→ **EXTRACTED ENTRIES**:
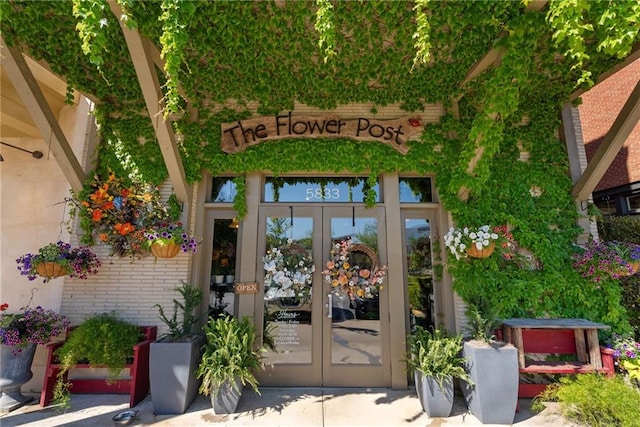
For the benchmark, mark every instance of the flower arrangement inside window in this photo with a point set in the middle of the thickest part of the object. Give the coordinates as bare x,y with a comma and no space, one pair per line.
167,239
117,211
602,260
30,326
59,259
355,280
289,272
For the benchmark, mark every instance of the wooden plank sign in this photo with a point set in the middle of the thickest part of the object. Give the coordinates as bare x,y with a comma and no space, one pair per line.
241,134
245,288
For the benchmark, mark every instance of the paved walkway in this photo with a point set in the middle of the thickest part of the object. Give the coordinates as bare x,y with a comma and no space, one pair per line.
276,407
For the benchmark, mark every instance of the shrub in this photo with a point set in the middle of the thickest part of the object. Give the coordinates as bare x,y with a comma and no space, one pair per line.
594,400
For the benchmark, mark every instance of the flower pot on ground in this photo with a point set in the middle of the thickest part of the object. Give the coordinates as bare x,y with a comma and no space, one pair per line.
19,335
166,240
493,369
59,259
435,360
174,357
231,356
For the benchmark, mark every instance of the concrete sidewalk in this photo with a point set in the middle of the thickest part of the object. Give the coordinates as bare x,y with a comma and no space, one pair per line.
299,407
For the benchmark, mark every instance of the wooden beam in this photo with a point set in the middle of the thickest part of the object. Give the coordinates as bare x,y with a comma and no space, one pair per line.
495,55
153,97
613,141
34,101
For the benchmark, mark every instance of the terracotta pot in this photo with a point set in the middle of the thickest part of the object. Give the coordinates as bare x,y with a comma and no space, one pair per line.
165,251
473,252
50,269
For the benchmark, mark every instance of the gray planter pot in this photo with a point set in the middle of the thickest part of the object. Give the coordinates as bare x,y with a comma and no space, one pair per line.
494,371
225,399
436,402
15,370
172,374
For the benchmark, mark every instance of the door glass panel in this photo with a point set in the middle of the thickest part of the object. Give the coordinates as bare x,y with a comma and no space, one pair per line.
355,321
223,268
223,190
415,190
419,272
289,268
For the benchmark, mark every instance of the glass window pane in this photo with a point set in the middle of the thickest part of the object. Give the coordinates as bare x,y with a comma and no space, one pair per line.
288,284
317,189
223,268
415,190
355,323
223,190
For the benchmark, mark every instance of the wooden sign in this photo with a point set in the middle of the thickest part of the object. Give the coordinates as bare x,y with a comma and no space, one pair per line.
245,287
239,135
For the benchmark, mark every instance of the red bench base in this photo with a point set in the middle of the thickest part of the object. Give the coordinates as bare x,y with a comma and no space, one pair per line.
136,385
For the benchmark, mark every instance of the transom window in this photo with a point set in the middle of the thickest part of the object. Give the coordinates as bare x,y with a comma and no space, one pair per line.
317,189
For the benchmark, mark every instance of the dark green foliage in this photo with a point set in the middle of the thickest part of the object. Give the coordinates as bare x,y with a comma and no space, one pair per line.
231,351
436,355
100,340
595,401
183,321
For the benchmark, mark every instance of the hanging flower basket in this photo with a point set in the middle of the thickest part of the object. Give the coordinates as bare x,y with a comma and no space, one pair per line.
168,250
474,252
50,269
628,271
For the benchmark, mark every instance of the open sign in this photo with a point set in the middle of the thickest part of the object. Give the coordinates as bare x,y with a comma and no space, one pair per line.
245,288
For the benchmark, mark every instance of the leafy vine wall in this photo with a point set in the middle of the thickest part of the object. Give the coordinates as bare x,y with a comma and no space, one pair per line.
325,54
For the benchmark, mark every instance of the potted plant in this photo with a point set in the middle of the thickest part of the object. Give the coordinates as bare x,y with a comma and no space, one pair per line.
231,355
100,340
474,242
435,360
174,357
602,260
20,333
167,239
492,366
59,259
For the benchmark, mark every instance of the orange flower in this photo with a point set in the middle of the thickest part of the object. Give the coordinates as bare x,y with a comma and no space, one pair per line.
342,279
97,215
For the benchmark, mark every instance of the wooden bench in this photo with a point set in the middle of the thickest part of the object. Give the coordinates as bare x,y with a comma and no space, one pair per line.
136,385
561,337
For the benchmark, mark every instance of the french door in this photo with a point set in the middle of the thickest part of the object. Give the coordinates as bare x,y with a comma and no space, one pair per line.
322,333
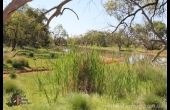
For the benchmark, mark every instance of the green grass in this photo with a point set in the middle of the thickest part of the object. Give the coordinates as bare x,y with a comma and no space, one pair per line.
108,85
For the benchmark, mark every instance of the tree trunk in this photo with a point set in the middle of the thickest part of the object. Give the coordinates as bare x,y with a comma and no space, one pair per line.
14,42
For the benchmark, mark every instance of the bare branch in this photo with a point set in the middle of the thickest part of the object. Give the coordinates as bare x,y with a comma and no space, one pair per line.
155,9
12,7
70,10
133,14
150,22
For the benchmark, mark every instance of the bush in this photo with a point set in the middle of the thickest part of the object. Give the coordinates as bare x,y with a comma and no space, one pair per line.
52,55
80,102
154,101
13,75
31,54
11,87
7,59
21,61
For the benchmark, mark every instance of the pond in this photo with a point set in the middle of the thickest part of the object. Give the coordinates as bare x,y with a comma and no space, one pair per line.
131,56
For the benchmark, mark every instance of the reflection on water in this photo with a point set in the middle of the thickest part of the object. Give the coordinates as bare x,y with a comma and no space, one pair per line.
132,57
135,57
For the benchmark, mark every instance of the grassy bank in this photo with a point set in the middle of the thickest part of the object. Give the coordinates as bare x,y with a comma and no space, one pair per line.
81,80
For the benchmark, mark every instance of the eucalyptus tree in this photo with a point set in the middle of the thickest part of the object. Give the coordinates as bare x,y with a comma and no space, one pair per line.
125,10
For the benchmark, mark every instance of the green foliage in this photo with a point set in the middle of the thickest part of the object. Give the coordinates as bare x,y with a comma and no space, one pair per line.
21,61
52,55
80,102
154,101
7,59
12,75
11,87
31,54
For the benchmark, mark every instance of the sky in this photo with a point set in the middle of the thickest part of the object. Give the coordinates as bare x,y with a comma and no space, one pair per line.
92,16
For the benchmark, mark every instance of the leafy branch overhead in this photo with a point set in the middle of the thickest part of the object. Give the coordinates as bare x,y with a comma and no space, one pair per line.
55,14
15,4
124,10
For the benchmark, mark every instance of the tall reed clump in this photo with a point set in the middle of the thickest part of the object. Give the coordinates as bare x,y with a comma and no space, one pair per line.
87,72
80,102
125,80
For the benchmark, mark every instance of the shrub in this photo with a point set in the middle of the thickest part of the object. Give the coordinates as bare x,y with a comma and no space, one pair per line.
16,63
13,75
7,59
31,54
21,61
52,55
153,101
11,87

→ **THE REQUEST**: Render the part of the records that opens with the line containing "For the benchmark, mark every instance of the tall" and runs through the end of the records as a numbered list, leaving out any blank lines.

→ **RESPONSE TO THIS TASK**:
1. For the benchmark, mark every instance of the tall reed clump in this photo with a point set in the middle of the thickest part of the object. Give the coordinates as bare x,y with a comma and no space, one pair per line.
2. 87,72
3. 80,102
4. 125,80
5. For the benchmark, mark every instance of the shrub in this photo with a point set in the middle of the thickest part of the object. Give the coordinates as bare x,y with a comma and no space, one pair per line.
6. 16,63
7. 13,75
8. 7,59
9. 31,54
10. 21,61
11. 52,55
12. 153,101
13. 11,87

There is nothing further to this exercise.